> **Given exercise**
Format each line of the records as a string in a JSON list, one string per line, leaving out blank lines.

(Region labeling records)
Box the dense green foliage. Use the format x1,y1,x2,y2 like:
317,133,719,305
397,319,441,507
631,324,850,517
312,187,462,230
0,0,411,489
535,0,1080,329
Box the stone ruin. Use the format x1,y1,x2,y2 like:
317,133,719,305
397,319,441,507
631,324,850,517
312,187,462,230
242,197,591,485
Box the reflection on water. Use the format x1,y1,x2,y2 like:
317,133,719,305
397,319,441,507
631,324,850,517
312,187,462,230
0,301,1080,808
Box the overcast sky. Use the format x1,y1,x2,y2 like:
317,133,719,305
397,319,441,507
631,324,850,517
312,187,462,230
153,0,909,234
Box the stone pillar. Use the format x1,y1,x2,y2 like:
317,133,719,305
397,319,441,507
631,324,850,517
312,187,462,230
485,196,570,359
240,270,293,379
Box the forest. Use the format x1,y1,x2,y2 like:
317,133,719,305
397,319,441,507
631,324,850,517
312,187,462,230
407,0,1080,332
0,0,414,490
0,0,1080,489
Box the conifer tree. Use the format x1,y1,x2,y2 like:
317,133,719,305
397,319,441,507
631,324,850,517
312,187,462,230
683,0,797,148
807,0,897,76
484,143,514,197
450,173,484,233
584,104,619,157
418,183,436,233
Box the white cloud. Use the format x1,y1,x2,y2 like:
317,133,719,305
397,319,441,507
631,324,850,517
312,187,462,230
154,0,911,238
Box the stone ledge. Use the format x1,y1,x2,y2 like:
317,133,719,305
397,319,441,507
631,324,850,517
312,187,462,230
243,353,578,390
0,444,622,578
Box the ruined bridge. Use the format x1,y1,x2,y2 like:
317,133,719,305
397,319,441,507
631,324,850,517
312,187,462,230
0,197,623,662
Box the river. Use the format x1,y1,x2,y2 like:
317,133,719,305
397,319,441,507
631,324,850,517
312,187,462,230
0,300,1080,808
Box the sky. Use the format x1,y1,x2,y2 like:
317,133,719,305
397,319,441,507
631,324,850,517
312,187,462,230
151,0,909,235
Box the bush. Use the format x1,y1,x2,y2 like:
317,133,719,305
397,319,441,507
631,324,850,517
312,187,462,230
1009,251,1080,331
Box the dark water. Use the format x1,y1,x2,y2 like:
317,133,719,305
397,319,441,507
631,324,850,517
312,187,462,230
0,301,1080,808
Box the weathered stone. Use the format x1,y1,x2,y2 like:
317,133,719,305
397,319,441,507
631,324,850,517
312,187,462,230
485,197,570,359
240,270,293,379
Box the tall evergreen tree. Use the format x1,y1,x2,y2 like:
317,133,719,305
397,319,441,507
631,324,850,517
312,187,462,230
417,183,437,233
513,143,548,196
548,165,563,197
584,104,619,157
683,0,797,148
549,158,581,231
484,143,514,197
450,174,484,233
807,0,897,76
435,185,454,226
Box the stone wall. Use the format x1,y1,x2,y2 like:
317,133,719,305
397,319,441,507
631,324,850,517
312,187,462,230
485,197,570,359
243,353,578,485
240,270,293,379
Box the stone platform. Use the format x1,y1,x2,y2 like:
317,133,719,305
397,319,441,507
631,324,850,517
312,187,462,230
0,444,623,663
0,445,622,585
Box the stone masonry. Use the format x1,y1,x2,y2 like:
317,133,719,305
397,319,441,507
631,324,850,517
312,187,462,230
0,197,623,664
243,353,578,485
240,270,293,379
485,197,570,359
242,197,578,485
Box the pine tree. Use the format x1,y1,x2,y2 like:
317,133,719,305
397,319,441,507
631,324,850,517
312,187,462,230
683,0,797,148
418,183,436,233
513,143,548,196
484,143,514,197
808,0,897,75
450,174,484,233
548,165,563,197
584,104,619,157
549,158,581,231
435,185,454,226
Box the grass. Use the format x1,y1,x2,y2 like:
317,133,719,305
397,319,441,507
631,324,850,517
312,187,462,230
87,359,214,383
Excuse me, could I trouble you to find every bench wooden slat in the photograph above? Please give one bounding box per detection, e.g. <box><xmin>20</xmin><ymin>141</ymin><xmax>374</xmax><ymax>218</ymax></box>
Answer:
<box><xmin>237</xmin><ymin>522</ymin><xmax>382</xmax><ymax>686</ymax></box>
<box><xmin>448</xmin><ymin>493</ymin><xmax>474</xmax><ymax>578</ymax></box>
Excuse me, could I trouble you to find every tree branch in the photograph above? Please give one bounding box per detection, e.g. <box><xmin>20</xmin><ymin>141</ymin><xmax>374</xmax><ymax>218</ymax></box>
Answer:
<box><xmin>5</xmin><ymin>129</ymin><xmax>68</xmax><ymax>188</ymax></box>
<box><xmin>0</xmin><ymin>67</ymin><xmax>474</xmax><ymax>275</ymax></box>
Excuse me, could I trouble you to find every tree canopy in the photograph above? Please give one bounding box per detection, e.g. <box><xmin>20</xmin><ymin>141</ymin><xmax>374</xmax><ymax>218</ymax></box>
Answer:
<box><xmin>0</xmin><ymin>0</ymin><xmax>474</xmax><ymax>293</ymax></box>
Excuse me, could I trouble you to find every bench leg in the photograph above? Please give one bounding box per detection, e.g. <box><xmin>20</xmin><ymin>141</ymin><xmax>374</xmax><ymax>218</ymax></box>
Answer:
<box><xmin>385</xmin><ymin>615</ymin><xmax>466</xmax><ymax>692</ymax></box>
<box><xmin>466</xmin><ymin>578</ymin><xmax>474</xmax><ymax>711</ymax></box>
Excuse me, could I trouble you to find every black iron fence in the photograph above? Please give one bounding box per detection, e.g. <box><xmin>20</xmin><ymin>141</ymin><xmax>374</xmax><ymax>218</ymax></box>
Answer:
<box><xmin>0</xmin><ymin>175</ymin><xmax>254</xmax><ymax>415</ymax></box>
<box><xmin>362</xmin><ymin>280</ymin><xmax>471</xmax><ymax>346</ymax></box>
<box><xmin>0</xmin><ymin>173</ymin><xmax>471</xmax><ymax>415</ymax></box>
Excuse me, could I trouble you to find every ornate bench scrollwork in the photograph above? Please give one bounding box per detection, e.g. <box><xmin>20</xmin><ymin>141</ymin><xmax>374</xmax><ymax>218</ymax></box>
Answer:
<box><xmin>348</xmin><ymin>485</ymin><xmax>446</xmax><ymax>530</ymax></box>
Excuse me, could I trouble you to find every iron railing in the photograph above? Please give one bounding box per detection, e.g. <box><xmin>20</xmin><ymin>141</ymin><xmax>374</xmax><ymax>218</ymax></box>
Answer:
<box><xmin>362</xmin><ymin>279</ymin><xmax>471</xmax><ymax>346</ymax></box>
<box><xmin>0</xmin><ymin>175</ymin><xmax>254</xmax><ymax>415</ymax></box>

> **Output**
[
  "Box the dense green foliage. Use the format x1,y1,x2,y2 like:",
  "317,133,719,305",
  "397,319,441,507",
  "631,324,850,517",
  "312,187,462,230",
  "0,0,411,489",
  "535,0,1080,329",
  "Box the stone ruin. Use the format x1,y1,x2,y2 like:",
  "317,133,719,305",
  "397,319,441,507",
  "631,324,850,517",
  "312,187,462,230",
  "242,197,591,485",
  "Box the reflection on water. Use the format x1,y1,x2,y2 like:",
  "317,133,719,305",
  "397,319,441,507",
  "631,324,850,517",
  "312,187,462,230",
  "0,301,1080,808",
  "Box the overcast sky. Use the format x1,y1,x2,y2 like:",
  "317,133,719,305",
  "397,319,441,507",
  "631,324,850,517",
  "312,187,462,230",
  "153,0,909,234",
  "Box the stone pillar. Use the format x1,y1,x2,y2 like:",
  "317,133,719,305",
  "397,319,441,507",
  "631,324,850,517",
  "312,187,462,230",
  "485,196,570,359",
  "240,270,293,379",
  "Box the forest. Use the format x1,y1,x2,y2 like:",
  "317,133,719,305",
  "397,319,441,507",
  "631,324,850,517",
  "312,187,462,230",
  "407,0,1080,332",
  "0,0,414,490",
  "0,0,1080,489",
  "Box the conifer tree. Use the format x1,y1,x2,y2 like:",
  "317,133,719,305",
  "397,319,441,507",
  "631,324,850,517",
  "312,187,462,230",
  "683,0,797,148",
  "807,0,897,76",
  "484,143,514,197",
  "450,173,484,233",
  "584,104,619,157",
  "418,183,436,233",
  "Box the white cloud. Use the format x1,y1,x2,y2 like:",
  "317,133,719,305",
  "397,319,441,507",
  "631,324,850,517",
  "312,187,462,230",
  "154,0,911,238",
  "Box the stone ledge. Use the format x1,y1,x2,y2 like:",
  "317,133,719,305",
  "397,319,441,507",
  "631,324,850,517",
  "312,187,462,230",
  "243,353,578,390",
  "0,444,622,578",
  "Box the ruined bridge. Use the format x1,y1,x2,y2 like:",
  "317,133,719,305",
  "397,319,441,507",
  "631,324,850,517",
  "312,187,462,230",
  "0,197,623,662",
  "Box the river. Use the format x1,y1,x2,y2 like:",
  "317,133,719,305",
  "397,319,441,507",
  "631,324,850,517",
  "312,187,462,230",
  "0,300,1080,808",
  "Box the sky. Use the format x1,y1,x2,y2 like:",
  "317,133,719,305",
  "397,319,441,507",
  "631,324,850,517",
  "312,187,462,230",
  "151,0,909,235",
  "Box the bush. Use the format x1,y1,x2,y2 like:",
  "317,133,719,305",
  "397,319,441,507",
  "631,324,850,517",
  "312,187,462,230",
  "1009,251,1080,331",
  "Box the dark water. Use the format x1,y1,x2,y2 like:",
  "317,133,719,305",
  "397,319,441,507",
  "631,324,850,517",
  "312,187,462,230",
  "0,301,1080,808",
  "Box the weathered stone. Use the format x1,y1,x2,y2 like:",
  "317,133,719,305",
  "397,319,441,507",
  "631,324,850,517",
  "312,187,462,230",
  "485,197,570,359",
  "240,270,293,379",
  "Box the tall evergreen tree. Use the format x1,y1,x2,y2 like:",
  "317,133,719,305",
  "397,319,441,507",
  "631,324,850,517",
  "312,187,462,230",
  "417,183,437,233",
  "513,143,548,196",
  "548,165,563,197",
  "584,104,619,157",
  "683,0,797,148",
  "549,158,581,231",
  "484,143,514,197",
  "450,174,484,233",
  "807,0,897,76",
  "435,185,454,226",
  "Box the stone wall. Use the format x1,y1,x2,y2 like:",
  "317,133,719,305",
  "397,319,441,507",
  "631,324,850,517",
  "312,187,462,230",
  "485,197,570,359",
  "243,353,578,485",
  "240,270,293,379",
  "Box the stone platform. Use the format x1,y1,x2,y2 like:",
  "317,133,719,305",
  "397,319,441,507",
  "631,324,850,517",
  "312,187,462,230",
  "0,444,623,663",
  "0,445,622,585",
  "Box the stone masonry. Use the format x1,y1,x2,y2 like:",
  "317,133,719,305",
  "397,319,441,507",
  "631,324,850,517",
  "312,187,462,230",
  "0,197,623,664",
  "243,353,578,485",
  "240,270,293,379",
  "485,197,570,359",
  "242,197,578,485",
  "Box the pine tree. Use the format x1,y1,x2,y2 like:",
  "317,133,719,305",
  "397,319,441,507",
  "631,324,850,517",
  "312,187,462,230",
  "683,0,797,148",
  "418,183,436,233",
  "513,143,548,196",
  "484,143,514,197",
  "808,0,897,75",
  "450,174,484,233",
  "548,165,563,197",
  "584,104,619,157",
  "549,158,581,231",
  "435,185,454,226",
  "Box the grass. Use the format x1,y1,x2,y2 like:",
  "317,133,719,305",
  "397,319,441,507",
  "631,324,850,517",
  "312,187,462,230",
  "87,359,214,383",
  "Excuse me, could I trouble you to find every bench wooden slat in the photograph above? Please give one bounding box per detection, e.g. <box><xmin>20</xmin><ymin>141</ymin><xmax>374</xmax><ymax>218</ymax></box>",
  "Answer:",
  "<box><xmin>237</xmin><ymin>522</ymin><xmax>382</xmax><ymax>686</ymax></box>",
  "<box><xmin>448</xmin><ymin>493</ymin><xmax>474</xmax><ymax>578</ymax></box>",
  "Excuse me, could I trouble you to find every tree branch in the photograph above? Please give one bounding box per detection, e.g. <box><xmin>20</xmin><ymin>141</ymin><xmax>374</xmax><ymax>218</ymax></box>",
  "Answer:",
  "<box><xmin>5</xmin><ymin>129</ymin><xmax>68</xmax><ymax>188</ymax></box>",
  "<box><xmin>0</xmin><ymin>67</ymin><xmax>474</xmax><ymax>275</ymax></box>",
  "Excuse me, could I trouble you to find every tree canopy in the photograph above? Please give one bounding box per detection, e.g. <box><xmin>20</xmin><ymin>141</ymin><xmax>374</xmax><ymax>218</ymax></box>",
  "Answer:",
  "<box><xmin>0</xmin><ymin>0</ymin><xmax>474</xmax><ymax>293</ymax></box>",
  "Excuse me, could I trouble you to find every bench leg in the photograph above? Please give one bounding box per detection, e.g. <box><xmin>20</xmin><ymin>141</ymin><xmax>374</xmax><ymax>218</ymax></box>",
  "Answer:",
  "<box><xmin>385</xmin><ymin>615</ymin><xmax>466</xmax><ymax>692</ymax></box>",
  "<box><xmin>466</xmin><ymin>578</ymin><xmax>474</xmax><ymax>711</ymax></box>",
  "Excuse me, could I trouble you to find every black iron fence in the photograph above? Please give one bounding box per detection, e.g. <box><xmin>20</xmin><ymin>141</ymin><xmax>374</xmax><ymax>218</ymax></box>",
  "Answer:",
  "<box><xmin>0</xmin><ymin>175</ymin><xmax>254</xmax><ymax>415</ymax></box>",
  "<box><xmin>362</xmin><ymin>280</ymin><xmax>471</xmax><ymax>346</ymax></box>",
  "<box><xmin>0</xmin><ymin>173</ymin><xmax>471</xmax><ymax>415</ymax></box>",
  "Excuse me, could I trouble you to find every ornate bench scrollwork in the photograph above? Please give one bounding box per detection, e.g. <box><xmin>20</xmin><ymin>141</ymin><xmax>374</xmax><ymax>218</ymax></box>",
  "Answer:",
  "<box><xmin>348</xmin><ymin>485</ymin><xmax>446</xmax><ymax>530</ymax></box>",
  "Excuse me, could I trouble you to find every iron railing in the photograph above? Please give one bounding box per detection, e.g. <box><xmin>20</xmin><ymin>141</ymin><xmax>374</xmax><ymax>218</ymax></box>",
  "Answer:",
  "<box><xmin>362</xmin><ymin>279</ymin><xmax>471</xmax><ymax>346</ymax></box>",
  "<box><xmin>0</xmin><ymin>175</ymin><xmax>254</xmax><ymax>415</ymax></box>"
]